§ **Excerpt**
%%

Kangarilla Road Winery, McLaren Flat
South Australia

Wednesday, 19 May 2004
10.30 am

SUBJECTS: Wine Equalisation Tax relief, Budget, tax cuts, Liberal candidate for Kingston, Labor’s response on tax

TREASURER:

Well, we are here visiting Kangarilla Road because it is one of the wineries of McLaren Vale and in the Budget we announced a change in relation to Wine Equalisation Tax which will cut tax for every Australian winery for the first $1 million of their wholesale sales. And this will help particularly small Australian wineries, places like this which has around about $1 million of domestic sales, so this is the kind of winery which is being greatly assisted by the Budget announcement. It is a great move for local business, it is a great move for South Australia which is Australia’s premier wine state and it will also help to create jobs.

JOURNALIST:

But this journey overall to be here in South Australia, what is your reason for that?

TREASURER:

Well, I am doing a post-Budget visit to South Australia to talk about the benefits of the Budget, I am supporting our candidates, including Kym in marginal seats and we are talking about some of the benefits to South Australia of the Budget, and one of the biggest benefits for South Australia in this Budget was changes to the wine tax which will relieve 90 per cent of Australia’s wineries, the small wineries, from paying any wine tax and will create jobs.

JOURNALIST:

It has been said South Australia has missed out on a lot in this Budget.

TREASURER:

Well, South Australia has been a great winner in the Budget. There is no state that has been helped more by the changes to wine tax than South Australia and, just in my visits to date, this is going to have a good effect on employment, more people are going to get jobs because of the Budget announcements in relation to wine tax.

%%

[Records from a collection]
%%

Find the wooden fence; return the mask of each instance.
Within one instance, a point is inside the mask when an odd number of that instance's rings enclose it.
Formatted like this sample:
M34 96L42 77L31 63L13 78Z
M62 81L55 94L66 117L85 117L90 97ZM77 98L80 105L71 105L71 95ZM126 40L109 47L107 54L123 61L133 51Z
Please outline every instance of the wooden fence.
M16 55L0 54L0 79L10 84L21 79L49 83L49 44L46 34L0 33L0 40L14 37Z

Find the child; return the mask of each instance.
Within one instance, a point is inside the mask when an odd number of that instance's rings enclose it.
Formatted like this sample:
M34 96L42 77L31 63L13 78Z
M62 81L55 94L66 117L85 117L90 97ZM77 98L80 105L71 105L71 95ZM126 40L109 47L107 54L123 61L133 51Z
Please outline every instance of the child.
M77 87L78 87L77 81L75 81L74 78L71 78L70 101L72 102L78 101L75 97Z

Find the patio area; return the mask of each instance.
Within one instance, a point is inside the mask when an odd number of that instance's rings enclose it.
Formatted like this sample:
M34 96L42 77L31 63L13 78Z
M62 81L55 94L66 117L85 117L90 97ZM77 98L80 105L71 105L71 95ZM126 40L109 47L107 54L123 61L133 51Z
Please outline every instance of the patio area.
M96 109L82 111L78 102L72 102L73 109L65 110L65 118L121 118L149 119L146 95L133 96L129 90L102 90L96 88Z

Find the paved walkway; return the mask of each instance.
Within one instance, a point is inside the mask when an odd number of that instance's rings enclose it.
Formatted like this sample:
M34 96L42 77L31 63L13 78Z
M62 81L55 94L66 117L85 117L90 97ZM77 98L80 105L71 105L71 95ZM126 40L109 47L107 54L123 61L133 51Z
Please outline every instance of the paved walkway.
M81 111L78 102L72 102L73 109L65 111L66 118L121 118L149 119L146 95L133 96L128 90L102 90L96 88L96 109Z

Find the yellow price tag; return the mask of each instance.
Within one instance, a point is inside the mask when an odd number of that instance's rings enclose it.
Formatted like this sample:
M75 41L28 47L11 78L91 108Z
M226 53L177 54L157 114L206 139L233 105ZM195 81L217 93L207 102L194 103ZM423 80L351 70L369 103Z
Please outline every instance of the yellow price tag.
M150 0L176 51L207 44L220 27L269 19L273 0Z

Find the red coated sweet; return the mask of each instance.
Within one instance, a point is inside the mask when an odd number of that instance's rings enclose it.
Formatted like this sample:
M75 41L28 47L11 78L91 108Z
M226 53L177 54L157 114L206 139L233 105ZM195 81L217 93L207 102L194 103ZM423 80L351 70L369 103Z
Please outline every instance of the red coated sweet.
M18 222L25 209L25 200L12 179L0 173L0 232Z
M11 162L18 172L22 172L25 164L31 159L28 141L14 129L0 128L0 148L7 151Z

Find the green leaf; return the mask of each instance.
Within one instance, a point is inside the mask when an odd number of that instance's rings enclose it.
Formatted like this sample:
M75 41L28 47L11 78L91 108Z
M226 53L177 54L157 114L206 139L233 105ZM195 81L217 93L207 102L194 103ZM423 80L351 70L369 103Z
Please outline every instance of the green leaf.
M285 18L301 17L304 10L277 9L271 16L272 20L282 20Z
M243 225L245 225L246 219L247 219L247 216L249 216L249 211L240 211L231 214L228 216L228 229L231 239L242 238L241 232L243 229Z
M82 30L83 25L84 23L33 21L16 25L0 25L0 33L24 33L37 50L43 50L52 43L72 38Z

%%

§ **Tasks for this exercise**
[A] In the winery transcript, why does the Treasurer call Kangarilla Road the kind of winery greatly assisted by the Budget? Answer in one to three sentences.
[B] Could you go on with the winery transcript from its last line?

§ **Final results**
[A] The Budget change to Wine Equalisation Tax cuts tax for every Australian winery on the first $1 million of its wholesale sales, which particularly helps small wineries. Kangarilla Road has around $1 million of domestic sales, so it falls within the range that benefits.

[B]
JOURNALIST:

Now, the Public Service Association, you spoke today about the tax cuts for middle income and high income earners, but the PSA, the Public Service Association here asked for more health and education funding over tax cuts. They had a campaign here just a couple of months ago, what would you say to that?

TREASURER:

Well, in the Budget we have increased investment in the health system, we increased investment in the education system by some $8 billion and our health funding has increased by around 17 per cent in real terms, so we have made major investments in both health and education. But I believe that if you can balance your Budget and reduce tax that is what you should be doing and that is what we have done in this Budget.

JOURNALIST:

The story in the paper this morning, Ken Henry a Treasury official saying that we need more tax cuts and immediately.

TREASURER:

I don’t know that he said immediately…

JOURNALIST:

Well, this year.

TREASURER:

…but Dr Henry has made the point that I have made on numbers of occasions which is this, that we need incentive in our tax system, that too many Australians in middle income brackets were rubbing up against high marginal tax rates and that is why in the Budget we pushed the thresholds out so that middle income Australians don’t have to pay top marginal tax rates.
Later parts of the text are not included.